WHAT THIS TASK INVOLVES: Reproduce the listing below exactly, minus its pictures.

━━━━━━━━

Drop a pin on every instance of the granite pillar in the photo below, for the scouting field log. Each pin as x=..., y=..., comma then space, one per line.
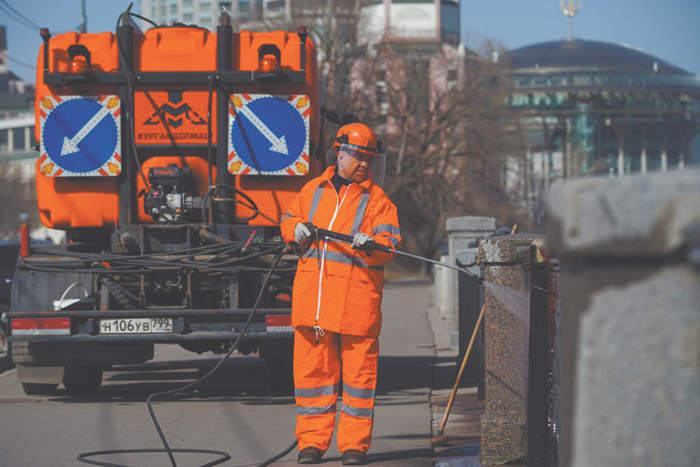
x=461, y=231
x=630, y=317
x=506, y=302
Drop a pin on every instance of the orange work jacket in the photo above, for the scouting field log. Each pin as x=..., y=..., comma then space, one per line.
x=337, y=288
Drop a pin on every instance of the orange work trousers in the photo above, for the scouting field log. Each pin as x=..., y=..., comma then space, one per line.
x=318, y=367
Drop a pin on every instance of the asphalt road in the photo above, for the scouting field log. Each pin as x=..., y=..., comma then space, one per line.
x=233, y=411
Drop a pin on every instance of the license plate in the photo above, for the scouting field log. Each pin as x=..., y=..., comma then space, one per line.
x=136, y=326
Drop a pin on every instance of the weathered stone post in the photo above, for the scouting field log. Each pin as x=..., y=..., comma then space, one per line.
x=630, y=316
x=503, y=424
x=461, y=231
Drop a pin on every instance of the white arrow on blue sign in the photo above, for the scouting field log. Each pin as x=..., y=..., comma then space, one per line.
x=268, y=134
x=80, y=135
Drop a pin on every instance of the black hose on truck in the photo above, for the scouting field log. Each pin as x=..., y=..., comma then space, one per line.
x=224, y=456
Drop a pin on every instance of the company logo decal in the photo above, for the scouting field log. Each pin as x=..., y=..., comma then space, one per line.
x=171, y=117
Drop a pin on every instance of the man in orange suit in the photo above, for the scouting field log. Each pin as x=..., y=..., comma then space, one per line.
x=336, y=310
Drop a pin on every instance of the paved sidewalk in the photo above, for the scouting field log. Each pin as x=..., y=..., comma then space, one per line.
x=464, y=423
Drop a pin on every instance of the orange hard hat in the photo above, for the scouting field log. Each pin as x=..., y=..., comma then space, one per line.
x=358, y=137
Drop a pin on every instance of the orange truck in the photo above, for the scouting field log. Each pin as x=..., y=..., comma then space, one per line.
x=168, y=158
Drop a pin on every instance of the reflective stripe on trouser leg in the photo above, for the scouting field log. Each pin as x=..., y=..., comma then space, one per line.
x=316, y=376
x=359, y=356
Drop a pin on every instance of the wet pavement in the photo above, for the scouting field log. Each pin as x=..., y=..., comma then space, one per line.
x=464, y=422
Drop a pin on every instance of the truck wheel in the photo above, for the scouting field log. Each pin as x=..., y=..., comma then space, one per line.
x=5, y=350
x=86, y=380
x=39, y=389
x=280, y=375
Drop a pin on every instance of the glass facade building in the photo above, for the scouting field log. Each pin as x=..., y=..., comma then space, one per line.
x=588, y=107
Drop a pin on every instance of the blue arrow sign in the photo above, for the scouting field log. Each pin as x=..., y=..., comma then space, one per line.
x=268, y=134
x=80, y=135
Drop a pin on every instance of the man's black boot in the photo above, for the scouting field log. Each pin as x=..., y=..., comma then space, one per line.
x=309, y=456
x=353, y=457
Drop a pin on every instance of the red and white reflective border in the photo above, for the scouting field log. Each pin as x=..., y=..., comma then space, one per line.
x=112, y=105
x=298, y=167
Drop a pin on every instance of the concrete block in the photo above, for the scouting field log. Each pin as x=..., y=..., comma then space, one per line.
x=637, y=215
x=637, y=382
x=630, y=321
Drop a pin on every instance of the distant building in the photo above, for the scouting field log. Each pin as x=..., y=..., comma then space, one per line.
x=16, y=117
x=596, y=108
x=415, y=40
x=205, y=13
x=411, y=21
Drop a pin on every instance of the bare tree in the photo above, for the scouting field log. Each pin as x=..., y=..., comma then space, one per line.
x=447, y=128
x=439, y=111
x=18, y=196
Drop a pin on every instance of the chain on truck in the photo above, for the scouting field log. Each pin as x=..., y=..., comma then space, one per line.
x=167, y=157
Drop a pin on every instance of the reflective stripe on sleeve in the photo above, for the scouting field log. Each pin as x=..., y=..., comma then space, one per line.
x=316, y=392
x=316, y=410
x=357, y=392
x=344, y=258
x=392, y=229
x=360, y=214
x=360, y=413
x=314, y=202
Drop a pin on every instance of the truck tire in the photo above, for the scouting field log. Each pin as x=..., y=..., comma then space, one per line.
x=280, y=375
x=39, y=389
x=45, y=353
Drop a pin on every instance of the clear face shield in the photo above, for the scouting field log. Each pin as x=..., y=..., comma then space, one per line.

━━━━━━━━

WRITTEN RESPONSE:
Drop a pin on every instance of the granite pillar in the photo below, for the scouting field log. Each pin as x=..., y=..., comma then space, one per line.
x=461, y=231
x=630, y=317
x=506, y=302
Drop a pin on every instance of the orange work jacket in the photo above, for the scouting field log. Each pin as x=..., y=..., comma then space, one per line.
x=337, y=288
Drop a pin on every instance of the orange work trousers in the photo above, for the scouting field log. Each pin as x=..., y=..., comma then space, one per line.
x=318, y=367
Drop a pin on every instance of the asphalt road in the photo above, for the scouting field log. Each pin as x=..., y=..., comma then space, one per line.
x=233, y=411
Drop a pin on every instance of the license plate in the photo above, for the scouting field log. Each pin as x=..., y=..., comma then space, one per line.
x=136, y=326
Drop a pin on every instance of the weathered stone post in the photo above, for the scouting field log. Each pin as x=..., y=..., comma then space, one per line.
x=630, y=316
x=503, y=424
x=461, y=231
Drop a pin on every instance of the white arrow on blue sign in the photo above, for the scouting field log. Each pin as x=..., y=..., comma then space, one per line.
x=268, y=134
x=80, y=135
Drop a pin on every instance of the black hose on truck in the photo above, for the scouting field log. Each pin as x=..., y=..., comma then space, one per line.
x=224, y=456
Drop a pin on every instance of the company logo decal in the photo above, for the scouting field log. Each pin as x=..., y=..., comma then space, one per line.
x=171, y=117
Drop a pin on every instance of the man in orange suit in the photo above, for the scouting field log. Each pin as x=..., y=..., comma then space, one per line.
x=336, y=310
Drop a pin on every instance of the paved sidewalk in the photo above, for the scouting field log. Each pin as x=..., y=..., comma then space, one per line.
x=464, y=423
Drop a pin on every instance of the orange hard hat in the photo above, for the scouting field log. Each pin as x=..., y=..., comma then space, one per line.
x=358, y=137
Drop a pin on every instance of the orange truck in the photo above, for the scouting field log. Each pin as x=..., y=..., comma then space, one per line.
x=168, y=158
Drop a pin on every instance of the reflective stripe on trouser leg in the photo above, for the scouting field log. Each pin as x=..., y=..., comma then space, one per line.
x=316, y=376
x=359, y=356
Drop a pin on every instance of the wet pavement in the photo above, for the scouting field log. Each pin as x=..., y=..., comma then space, one per line.
x=464, y=422
Drop a pin on every instance of the truck wheel in the photo above, for the scouting field log. Each pin as x=..., y=..., comma then space, one per line.
x=5, y=350
x=86, y=380
x=39, y=389
x=280, y=375
Drop a pin on every instance of the glass facade building in the photo above, for the scouting field log. Each pin as x=..., y=..., comma then space, one per line.
x=588, y=107
Drop a pin on every instance of the blue arrow sign in the photo above, for the scouting field log. Each pin as x=..., y=..., comma then space, one per line.
x=268, y=134
x=80, y=135
Drop a pin on every instance of the man's black boot in the photo above, for the scouting field log. Each pin as x=..., y=..., comma then space, one per line.
x=309, y=456
x=353, y=457
Drop a pin on every instance of the red and white reflective border in the photo above, for the scouting field log. Each pin as x=..., y=..., comma then space, one per line.
x=112, y=105
x=298, y=167
Drop a pin on every instance of the concrete block in the photo above, for the scouting field log. Each pin as x=..., y=..., comma then space, one per line.
x=637, y=215
x=637, y=382
x=630, y=321
Drop a pin on every instance of the distant building in the photo above, for the scouting field log. Each pin as x=..., y=..., comma then space, one per line.
x=16, y=117
x=596, y=108
x=415, y=40
x=205, y=13
x=411, y=21
Drop a pin on every instance of the bare tree in the photo above, for the scouting field log. Each pin as x=..., y=..., comma then space, one per line.
x=447, y=128
x=439, y=111
x=18, y=196
Drop a pin on every instance of the chain on truck in the photo above, for the scouting field log. Each pin as x=..., y=..., comma then space, one per line.
x=167, y=157
Drop a pin on every instance of the reflective stripe on sleeve in the photo above, for the scouting field log. Each pin as x=..., y=..., comma then space, one per line.
x=316, y=392
x=316, y=410
x=357, y=392
x=344, y=258
x=392, y=229
x=360, y=214
x=360, y=413
x=314, y=202
Drop a pin on every instance of the truck tire in the photo above, for the scouting field log. Each pin as x=..., y=..., comma then space, one per line.
x=280, y=375
x=39, y=389
x=45, y=353
Drop a pin on every instance of the clear face shield in the photo above, for the scouting field log. Each pin as x=..., y=..., comma then space, one per line.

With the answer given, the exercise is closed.